**Document section:**
General and Administrative Expenses

General and administrative expenses were $35.9 million and $18.4 million for the six months ended June 30, 2021 and 2020, respectively. The increase of $17.5 million was primarily due to an increase of $14.6 million in stock-based compensation expense primarily related to award modifications, accelerations and new awards granted. Additionally, corporate expenses increased $0.7 million primarily due to the costs associated with operating as a public company.

Interest Income

Interest income was $0.6 million and $4.2 million for the six months ended June 30, 2021 and 2020, respectively. The decrease of $3.7 million was primarily due to lower interest rates on cash, cash equivalents and marketable securities balances.

Other Income (Expense), Net

For the three and six months ended June 30, 2021, other income (expense), net, consisted primarily of the changes in fair value of an equity warrant investment.

**Exercise prompt:** Carry on the financial results discussion from the point where it stops. The items that come next have nothing to do with the financial results discussion.

**Point localization data:**

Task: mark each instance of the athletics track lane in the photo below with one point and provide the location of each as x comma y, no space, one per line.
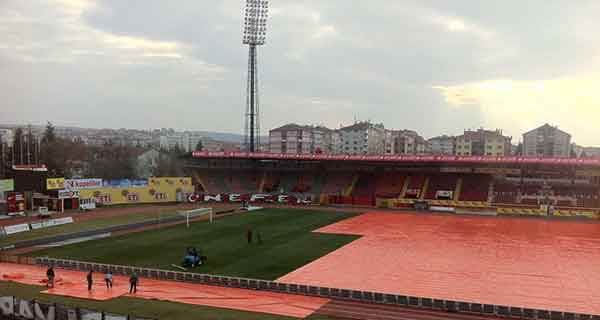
73,284
534,263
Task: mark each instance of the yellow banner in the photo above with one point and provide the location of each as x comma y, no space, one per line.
158,190
55,183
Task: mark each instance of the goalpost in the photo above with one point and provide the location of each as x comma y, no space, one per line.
196,213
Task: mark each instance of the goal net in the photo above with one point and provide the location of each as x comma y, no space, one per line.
194,213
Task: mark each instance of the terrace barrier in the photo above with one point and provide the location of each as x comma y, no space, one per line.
324,292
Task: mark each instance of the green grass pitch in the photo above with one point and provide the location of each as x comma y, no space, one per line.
287,244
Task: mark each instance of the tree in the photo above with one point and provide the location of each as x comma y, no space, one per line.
49,134
199,146
18,147
573,154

**Answer area:**
Liquidity and Capital Resources

Sources of Liquidity

Since our inception, we have funded our operations primarily through the sale of convertible preferred stock and the sale of common stock in connection with our IPO. From June 29, 2018 (inception) through June 30, 2021, we raised an aggregate of $1,405.7 million in gross proceeds from the sales of our convertible preferred stock in connection with preferred stock financings and common stock in connection with our IPO. As of June 30, 2021, we had $974.8 million in cash, cash equivalents and marketable securities. Since our inception, we have incurred significant operating losses. We have not yet commercialized any product candidates and we do not expect to generate revenue from sales of any product candidates for a number of years, if ever. We had an accumulated deficit of $451.8 million as of June 30, 2021.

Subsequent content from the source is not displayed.